— TASK TO CARRY OUT —
Repeat the line that contains "546L158 533L124 519L106" exactly, along with each following line up to and including the last line of the entries.
[Start of section]
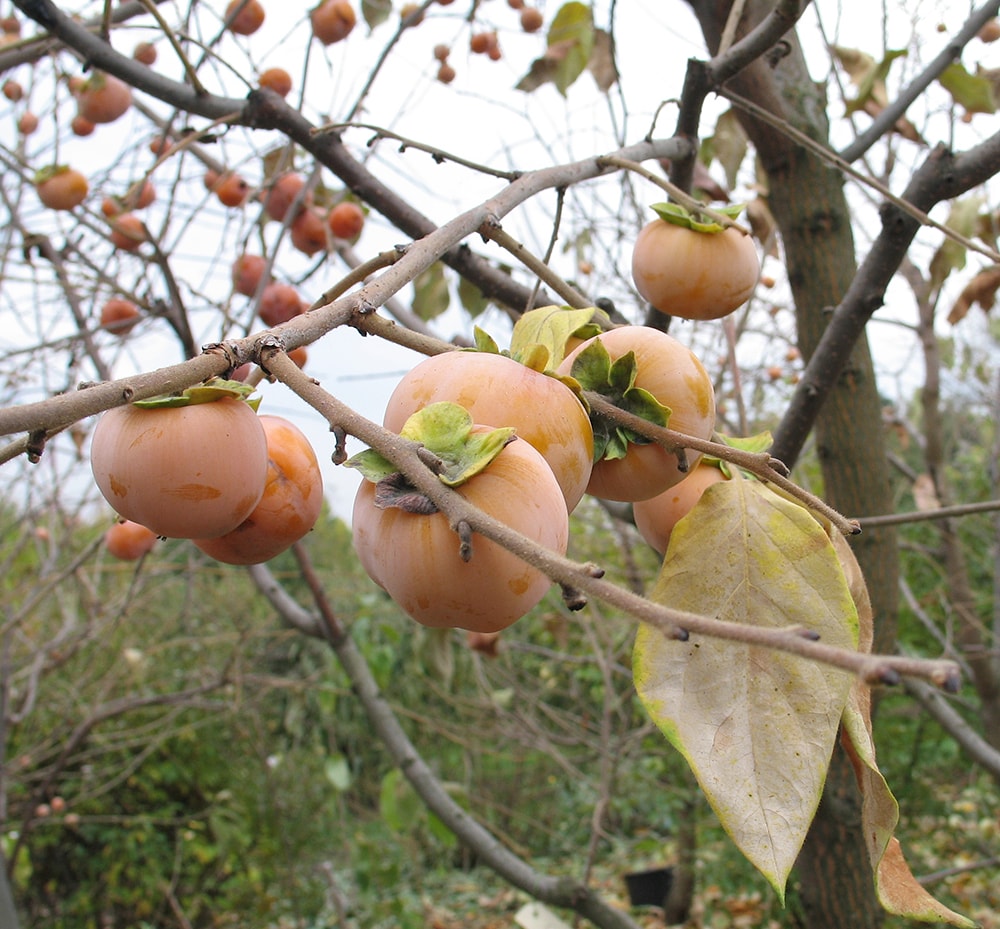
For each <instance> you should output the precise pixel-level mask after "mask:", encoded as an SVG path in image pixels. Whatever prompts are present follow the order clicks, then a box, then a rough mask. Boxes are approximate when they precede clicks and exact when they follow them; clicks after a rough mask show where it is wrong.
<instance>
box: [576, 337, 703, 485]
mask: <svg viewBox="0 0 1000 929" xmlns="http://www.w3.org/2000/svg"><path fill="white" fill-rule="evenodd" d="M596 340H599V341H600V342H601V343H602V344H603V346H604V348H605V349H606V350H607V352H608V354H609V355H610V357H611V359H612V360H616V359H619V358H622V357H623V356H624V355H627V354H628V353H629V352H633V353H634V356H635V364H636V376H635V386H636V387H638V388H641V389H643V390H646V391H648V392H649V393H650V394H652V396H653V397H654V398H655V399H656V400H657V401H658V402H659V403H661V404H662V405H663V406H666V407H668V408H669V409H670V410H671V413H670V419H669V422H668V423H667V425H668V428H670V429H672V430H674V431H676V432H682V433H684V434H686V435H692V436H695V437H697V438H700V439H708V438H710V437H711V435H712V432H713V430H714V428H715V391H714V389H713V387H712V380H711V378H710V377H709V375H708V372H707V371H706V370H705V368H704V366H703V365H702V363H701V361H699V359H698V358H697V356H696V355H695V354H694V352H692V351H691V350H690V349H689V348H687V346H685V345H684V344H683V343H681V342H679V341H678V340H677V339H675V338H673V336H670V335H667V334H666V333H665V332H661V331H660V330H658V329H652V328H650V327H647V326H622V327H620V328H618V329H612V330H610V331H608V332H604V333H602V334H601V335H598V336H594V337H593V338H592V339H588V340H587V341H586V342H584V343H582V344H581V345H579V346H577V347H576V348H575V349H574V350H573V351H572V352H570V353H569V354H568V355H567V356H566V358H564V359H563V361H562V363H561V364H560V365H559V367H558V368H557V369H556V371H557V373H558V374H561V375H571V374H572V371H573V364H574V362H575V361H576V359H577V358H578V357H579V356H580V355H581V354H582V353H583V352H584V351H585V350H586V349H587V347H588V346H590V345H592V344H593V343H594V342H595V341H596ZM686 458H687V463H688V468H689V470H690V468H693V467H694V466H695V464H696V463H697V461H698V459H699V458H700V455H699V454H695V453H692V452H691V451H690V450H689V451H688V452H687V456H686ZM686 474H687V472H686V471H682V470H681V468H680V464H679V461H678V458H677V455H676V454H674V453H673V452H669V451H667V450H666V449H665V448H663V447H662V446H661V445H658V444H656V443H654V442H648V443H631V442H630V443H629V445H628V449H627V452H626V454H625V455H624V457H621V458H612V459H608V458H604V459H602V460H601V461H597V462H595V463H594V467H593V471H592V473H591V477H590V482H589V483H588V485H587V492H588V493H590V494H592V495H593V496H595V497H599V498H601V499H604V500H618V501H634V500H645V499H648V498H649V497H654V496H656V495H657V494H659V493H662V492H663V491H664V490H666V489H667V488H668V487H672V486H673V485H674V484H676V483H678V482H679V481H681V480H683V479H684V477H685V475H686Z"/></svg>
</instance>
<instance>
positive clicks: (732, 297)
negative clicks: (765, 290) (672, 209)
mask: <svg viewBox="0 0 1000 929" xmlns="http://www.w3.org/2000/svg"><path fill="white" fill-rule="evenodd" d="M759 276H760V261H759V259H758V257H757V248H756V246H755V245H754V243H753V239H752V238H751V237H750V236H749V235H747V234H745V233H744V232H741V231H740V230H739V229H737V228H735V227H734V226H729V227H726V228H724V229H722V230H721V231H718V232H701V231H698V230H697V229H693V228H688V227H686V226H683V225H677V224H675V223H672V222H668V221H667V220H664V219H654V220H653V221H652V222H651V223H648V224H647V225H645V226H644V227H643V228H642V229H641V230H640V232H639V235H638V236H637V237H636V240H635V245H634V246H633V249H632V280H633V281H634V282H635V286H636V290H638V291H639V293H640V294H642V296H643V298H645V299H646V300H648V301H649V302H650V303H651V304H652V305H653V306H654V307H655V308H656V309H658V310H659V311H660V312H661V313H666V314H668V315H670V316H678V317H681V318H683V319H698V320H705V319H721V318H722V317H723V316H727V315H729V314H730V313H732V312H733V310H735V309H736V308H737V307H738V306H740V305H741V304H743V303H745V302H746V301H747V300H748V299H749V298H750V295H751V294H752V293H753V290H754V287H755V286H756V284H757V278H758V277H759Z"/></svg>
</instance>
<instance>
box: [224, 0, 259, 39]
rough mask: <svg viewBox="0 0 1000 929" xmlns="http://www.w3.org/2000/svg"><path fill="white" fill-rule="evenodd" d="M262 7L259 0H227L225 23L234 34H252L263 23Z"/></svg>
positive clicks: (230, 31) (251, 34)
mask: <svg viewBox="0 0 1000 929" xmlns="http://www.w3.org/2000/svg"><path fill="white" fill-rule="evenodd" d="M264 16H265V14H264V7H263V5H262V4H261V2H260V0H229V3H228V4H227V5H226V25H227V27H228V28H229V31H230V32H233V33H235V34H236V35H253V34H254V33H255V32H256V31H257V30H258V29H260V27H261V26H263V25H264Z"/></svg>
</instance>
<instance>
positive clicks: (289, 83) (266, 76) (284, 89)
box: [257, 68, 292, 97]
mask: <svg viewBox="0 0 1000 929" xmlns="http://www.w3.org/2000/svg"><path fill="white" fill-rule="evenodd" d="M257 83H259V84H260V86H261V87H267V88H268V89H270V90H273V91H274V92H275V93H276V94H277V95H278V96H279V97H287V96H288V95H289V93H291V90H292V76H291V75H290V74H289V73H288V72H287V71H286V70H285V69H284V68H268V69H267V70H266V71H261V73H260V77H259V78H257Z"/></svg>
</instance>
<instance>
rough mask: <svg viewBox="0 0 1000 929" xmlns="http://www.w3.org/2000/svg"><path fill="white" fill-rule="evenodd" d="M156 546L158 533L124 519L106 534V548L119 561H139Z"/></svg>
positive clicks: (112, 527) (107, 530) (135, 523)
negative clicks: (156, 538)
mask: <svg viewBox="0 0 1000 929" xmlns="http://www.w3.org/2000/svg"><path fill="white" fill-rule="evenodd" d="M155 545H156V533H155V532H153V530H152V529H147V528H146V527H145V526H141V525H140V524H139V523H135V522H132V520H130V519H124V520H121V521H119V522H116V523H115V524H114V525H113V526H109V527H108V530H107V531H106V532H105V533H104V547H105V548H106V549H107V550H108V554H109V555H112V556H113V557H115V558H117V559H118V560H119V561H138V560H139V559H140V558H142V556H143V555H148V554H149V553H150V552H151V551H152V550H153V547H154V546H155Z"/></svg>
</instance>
[End of section]
— EXPECTED OUTPUT —
rough mask: <svg viewBox="0 0 1000 929" xmlns="http://www.w3.org/2000/svg"><path fill="white" fill-rule="evenodd" d="M156 546L158 533L124 519L106 534V548L119 561H139Z"/></svg>
positive clicks: (112, 527) (107, 530) (135, 523)
negative clicks: (156, 538)
mask: <svg viewBox="0 0 1000 929" xmlns="http://www.w3.org/2000/svg"><path fill="white" fill-rule="evenodd" d="M155 545H156V533H155V532H153V530H152V529H147V528H146V527H145V526H141V525H140V524H139V523H135V522H132V520H130V519H124V520H121V521H119V522H116V523H115V524H114V525H113V526H109V527H108V530H107V531H106V532H105V533H104V547H105V548H106V549H107V550H108V554H109V555H112V556H113V557H115V558H117V559H118V560H119V561H138V560H139V559H140V558H142V556H143V555H148V554H149V553H150V552H151V551H152V550H153V547H154V546H155Z"/></svg>
</instance>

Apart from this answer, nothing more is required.